→ **TEXT PROVIDED**
* * * *

Not a single Republican in any Committee voted to support any of the measures out of any Committee – recognizing the folly of voting for annual deficits that are projected to reach $6 trillion or higher each year by 2032.

The next step is for the House Budget Committee to take the individual titles approved by the various committees into the reconciliation bill to be matched up with the Senate, who has already taken steps to avoid the Committee process even further (thus avoiding further deliberations of exactly how bad of an idea this might be). Once this occurs later this fall, the Peloshevik Revolution will be complete.

The Green New Deal will have been fully funded and a Civilian Climate Corps will be formed and funded with $7 billion to hire woke college students with worthless degrees to a hound dog and shame the American people into compliance with the New Green Deal orthodoxy.

Here is a brief overview of the Committee action that impacts our industry. This is taken in part from Bloomberg’s analysis.

Ways and Means Committee: The Ways and Means Committee mark covers taxes, health care, drug pricing, infrastructure financing, community development, retirement, childcare, and trade etc.

Tax Increases: The Ways and Means package includes sweeping tax changes to raise revenue for other portions of the package, including:

• Raising the top marginal personal income tax rate to 39.6%, from 37%, for individuals making more than $400,000 and joint filers making more than $450,000. A 3% surtax also would be imposed on individuals with adjusted gross incomes of more than $5 million.

• Increasing the capital gains tax rate to 25% from 20% for “certain high-income individuals.”

• Replacing the flat 21% corporate income tax rate with graduated rates: 18% on the first $400,000 of income, 21% on income up to $5 million, increasing to 26.5% for income after that.

• Generally requiring investment funds to hold assets for more than five years, rather than three years, for managers to get a preferential tax rate on their share of profits, known as carried interest.

• Reinstating a 16.4 cents-per-gallon tax on crude oil and imported petroleum products to fund Superfund cleanups of hazardous sites. It also would double the tax rate on sales of certain chemicals.

• Barring taxpayers from claiming losses on digital assets, such as cryptocurrencies.

• Increasing the current rate of excise taxes on cigarettes, small cigars, and roll-your-own tobacco, as well as, on nicotine that’s been extracted, concentrated, or synthesized in tobacco products.

• Providing $78.9 billion in additional funding for the Internal Revenue Service to increase audits on wealthy individuals.

Tax Credits: Other tax provisions in the measure would reduce revenue, designed to aid certain households and industries, such as creating a refundable income tax credit for union-made electric vehicles placed into service before Jan. 1, 2027, and extending several tax credits related to renewable energy production, including the production and investment credits.

House Energy and Commerce: This Committee has broad jurisdictions including energy production and distribution and the environment. Below is a partial laundry list of the winners – the Vanguards so to speak – who have been chosen as the winners to usher in the Peloshevik Revolution.

• $150 billion for a Clean Electricity Performance Program that would charge or pay electric utilities based on the share of clean energy they supply to consumers. Utilities would be eligible for grants, if they increase the share of clean energy in their portfolios by at least four percentage points each year. Utilities that don’t meet that benchmark would pay a fee.

* * * *

→ **DATASET CONTENT**
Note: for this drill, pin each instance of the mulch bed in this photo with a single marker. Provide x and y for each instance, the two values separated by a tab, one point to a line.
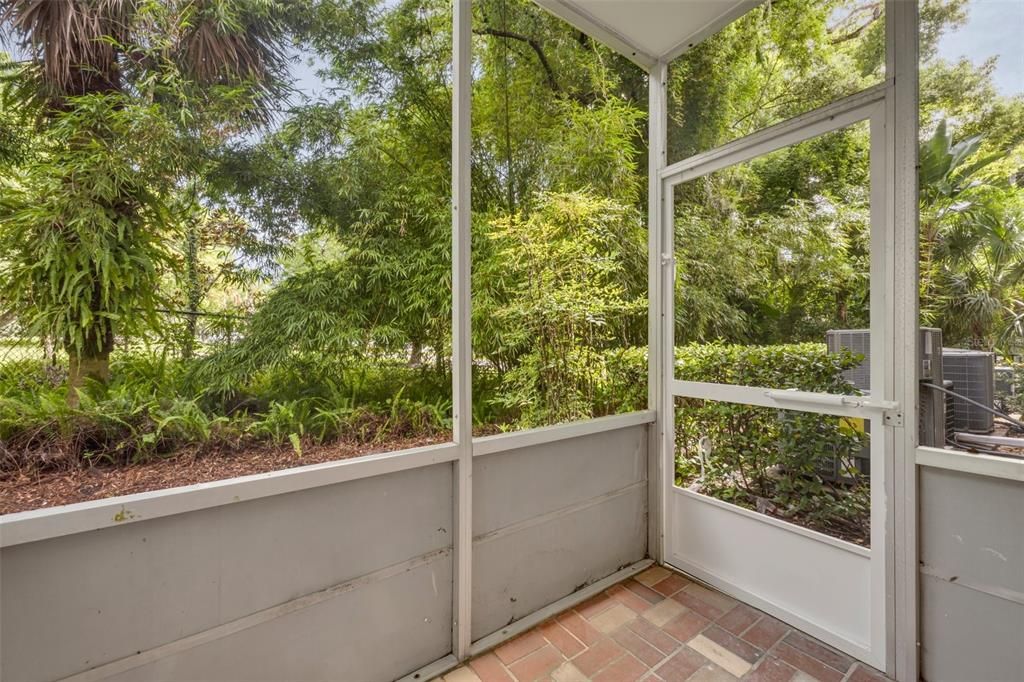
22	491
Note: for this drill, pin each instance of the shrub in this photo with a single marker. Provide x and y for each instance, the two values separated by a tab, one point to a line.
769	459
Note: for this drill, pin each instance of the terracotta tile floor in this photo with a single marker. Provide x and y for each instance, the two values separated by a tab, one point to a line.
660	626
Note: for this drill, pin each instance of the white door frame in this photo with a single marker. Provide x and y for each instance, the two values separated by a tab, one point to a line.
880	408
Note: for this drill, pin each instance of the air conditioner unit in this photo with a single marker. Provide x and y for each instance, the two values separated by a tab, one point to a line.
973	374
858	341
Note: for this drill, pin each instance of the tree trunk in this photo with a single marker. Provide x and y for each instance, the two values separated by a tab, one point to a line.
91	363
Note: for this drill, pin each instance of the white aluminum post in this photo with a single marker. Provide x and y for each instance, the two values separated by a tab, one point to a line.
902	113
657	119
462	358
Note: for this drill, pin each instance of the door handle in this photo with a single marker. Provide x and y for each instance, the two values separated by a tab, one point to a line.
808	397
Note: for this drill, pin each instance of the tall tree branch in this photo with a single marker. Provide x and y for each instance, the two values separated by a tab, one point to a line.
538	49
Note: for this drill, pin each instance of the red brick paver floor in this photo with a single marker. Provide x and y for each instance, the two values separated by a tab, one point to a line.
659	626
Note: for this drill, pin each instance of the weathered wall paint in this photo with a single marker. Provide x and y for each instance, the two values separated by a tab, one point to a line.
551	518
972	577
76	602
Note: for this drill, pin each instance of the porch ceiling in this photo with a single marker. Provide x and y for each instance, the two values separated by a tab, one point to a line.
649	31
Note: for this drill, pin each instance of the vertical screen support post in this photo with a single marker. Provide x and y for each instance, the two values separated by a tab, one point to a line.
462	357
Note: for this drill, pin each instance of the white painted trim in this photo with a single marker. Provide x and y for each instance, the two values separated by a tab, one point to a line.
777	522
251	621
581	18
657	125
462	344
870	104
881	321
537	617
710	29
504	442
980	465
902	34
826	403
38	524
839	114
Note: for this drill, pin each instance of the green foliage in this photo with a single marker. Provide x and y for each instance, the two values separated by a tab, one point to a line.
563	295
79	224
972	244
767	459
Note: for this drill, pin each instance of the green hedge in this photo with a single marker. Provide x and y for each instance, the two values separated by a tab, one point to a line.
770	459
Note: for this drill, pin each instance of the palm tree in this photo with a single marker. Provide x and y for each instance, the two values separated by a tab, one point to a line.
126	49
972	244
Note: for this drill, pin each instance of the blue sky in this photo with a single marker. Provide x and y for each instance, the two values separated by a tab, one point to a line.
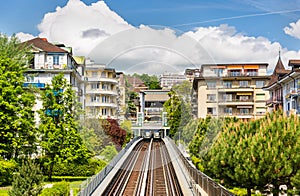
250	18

* * * *

→ **TASKS FOR THIS EXERCISE**
(a) Decide whether each statement agrees with the passage on the House committee tax and spending measures: (i) the top marginal personal income tax rate would rise to 39.6% from 37% for individuals making more than $400,000; (ii) the capital gains tax rate would rise to 28% from 20%; (iii) a Clean Electricity Performance Program would receive $150 billion. Answer yes or no for each and quote the deciding words of the passage.
(b) Reproduce the part of the passage on the House committee tax and spending measures starting with "The Green New" and going on through "and trade etc.".
(c) Extend the passage on the House committee tax and spending measures, picking up after its final sentence.
The lines are separate from the passage on the House committee tax and spending measures.

→ **RESPONSES BY TASK**
(a)
(i) Yes: "Raising the top marginal personal income tax rate to 39.6%, from 37%, for individuals making more than $400,000"
(ii) No: "Increasing the capital gains tax rate to 25% from 20%"
(iii) Yes: "$150 billion for a Clean Electricity Performance Program"

(b)
The Green New Deal will have been fully funded and a Civilian Climate Corps will be formed and funded with $7 billion to hire woke college students with worthless degrees to a hound dog and shame the American people into compliance with the New Green Deal orthodoxy.

Here is a brief overview of the Committee action that impacts our industry. This is taken in part from Bloomberg’s analysis.

Ways and Means Committee: The Ways and Means Committee mark covers taxes, health care, drug pricing, infrastructure financing, community development, retirement, childcare, and trade etc.

(c)
• $30 billion to replace every lead water service line in the U.S.

• $27.5 billion to support non-federal financing of zero-emission technology deployment.

• $18 billion to support home energy efficiency and appliance electrification rebates.

• $17.5 billion to decarbonize federal buildings and vehicle fleets.

• $13.5 billion for electrical vehicle charging infrastructure.

• $10 billion for clean-up activities at priority Superfund sites where federal agencies are the responsible parties.

• $9 billion to improve the reliability and resiliency of the electric grid.

• $5 billion for grants to replace school buses, garbage trucks, and other heavy-duty vehicles with zero-emission vehicles.

House Natural Resources Committee: This Committee oversees all federal lands onshore and offshore. This Committee was originally given $25 billion to spend but, in an effort, to kill federal onshore and offshore production, added an additional $6 billion in fees and penalties against our industry thus $31 billion over a decade for climate resilience, conservation, and other environmental initiatives.

As mentioned, the Pelosheviks believe increased fees on oil and gas companies will partially offset their spending spree.

The spending would include $9.5 billion for environmental restoration in coastal areas and around the Great Lakes, $3 billion to create a Civilian Climate Corps at the Interior Department, and $2.5 billion for cleanup activities at abandoned mines.

The revenue raisers and other provisions aimed at the drilling and mining industries would:

• Increase leasing fees and royalty rates for onshore and offshore oil and gas extraction and require royalties to be paid for methane that’s vented or flared.

• Establish an oil and gas leasing moratorium on the Atlantic and Pacific coasts and in the eastern Gulf of Mexico.

• Repeal a previous authorization for drilling in the coastal plain of the Arctic National Wildlife Refuge and void nine leases in the area issued this year.

• Increase the royalty rate paid to the federal government on mining revenue.

• Withdraw more than 1 million acres around the Grand Canyon from mineral leasing

The revenue raisers will drive the industry off public lands completely and will produce zero revenues.

House Agriculture Committee: This Committee has more modest impacts on our industry but for sake of interest the Committee will spend:

• $40 billion for forestry programs, including $9 billion for forest restoration and resilience grants and $4.5 billion for the Agriculture Department’s portion of a Civilian Climate Corps.

• $18.7 billion for rural development programs, including $9.7 billion for green upgrades to rural utilities.

• $7.75 billion for agricultural research.

We hope you find this overview helpful. Depressing but helpful. There are weeks ahead of us where we will watch how the Senate responds to the Revolutionaries. The fight is underway.

We will keep you posted.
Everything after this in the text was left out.